> _CHALLENGE_:
Convert the lines of the data, from the one containing "A prior annotation asserts the bronze" through the end of the data, inclusive, into a Markdown table with the columns Row and Line, leaving out any blank lines.

> _EXTRACTED ENTRIES_:
========================================

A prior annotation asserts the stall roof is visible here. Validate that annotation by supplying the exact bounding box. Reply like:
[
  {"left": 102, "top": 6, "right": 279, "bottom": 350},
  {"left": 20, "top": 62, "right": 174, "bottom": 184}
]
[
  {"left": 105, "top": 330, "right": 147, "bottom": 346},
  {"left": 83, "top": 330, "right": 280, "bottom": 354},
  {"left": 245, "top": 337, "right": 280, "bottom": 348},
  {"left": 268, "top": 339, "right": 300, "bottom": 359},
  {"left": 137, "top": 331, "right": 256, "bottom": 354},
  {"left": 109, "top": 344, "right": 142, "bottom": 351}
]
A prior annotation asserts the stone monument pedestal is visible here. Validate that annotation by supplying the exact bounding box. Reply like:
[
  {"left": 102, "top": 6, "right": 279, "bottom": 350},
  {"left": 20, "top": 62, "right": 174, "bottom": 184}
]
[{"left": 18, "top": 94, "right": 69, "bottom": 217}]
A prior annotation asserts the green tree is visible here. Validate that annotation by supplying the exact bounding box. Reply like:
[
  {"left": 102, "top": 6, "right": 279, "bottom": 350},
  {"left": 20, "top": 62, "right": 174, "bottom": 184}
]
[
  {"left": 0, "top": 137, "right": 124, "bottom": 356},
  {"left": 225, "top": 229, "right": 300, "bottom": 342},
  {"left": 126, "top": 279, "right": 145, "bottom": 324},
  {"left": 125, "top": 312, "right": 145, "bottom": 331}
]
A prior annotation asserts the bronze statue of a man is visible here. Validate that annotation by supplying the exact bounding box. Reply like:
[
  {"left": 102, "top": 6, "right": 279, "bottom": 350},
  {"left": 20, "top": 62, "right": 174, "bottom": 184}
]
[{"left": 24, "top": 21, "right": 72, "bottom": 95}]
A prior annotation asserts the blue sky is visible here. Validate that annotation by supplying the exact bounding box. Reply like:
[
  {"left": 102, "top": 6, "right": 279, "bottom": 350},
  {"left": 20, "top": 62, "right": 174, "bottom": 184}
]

========================================

> _WRITTEN ANSWER_:
| Row | Line |
|---|---|
| 1 | A prior annotation asserts the bronze statue of a man is visible here. Validate that annotation by supplying the exact bounding box. Reply like: |
| 2 | [ |
| 3 |   {"left": 102, "top": 6, "right": 279, "bottom": 350}, |
| 4 |   {"left": 20, "top": 62, "right": 174, "bottom": 184} |
| 5 | ] |
| 6 | [{"left": 24, "top": 21, "right": 72, "bottom": 95}] |
| 7 | A prior annotation asserts the blue sky is visible here. Validate that annotation by supplying the exact bounding box. Reply like: |
| 8 | [ |
| 9 |   {"left": 102, "top": 6, "right": 279, "bottom": 350}, |
| 10 |   {"left": 20, "top": 62, "right": 174, "bottom": 184} |
| 11 | ] |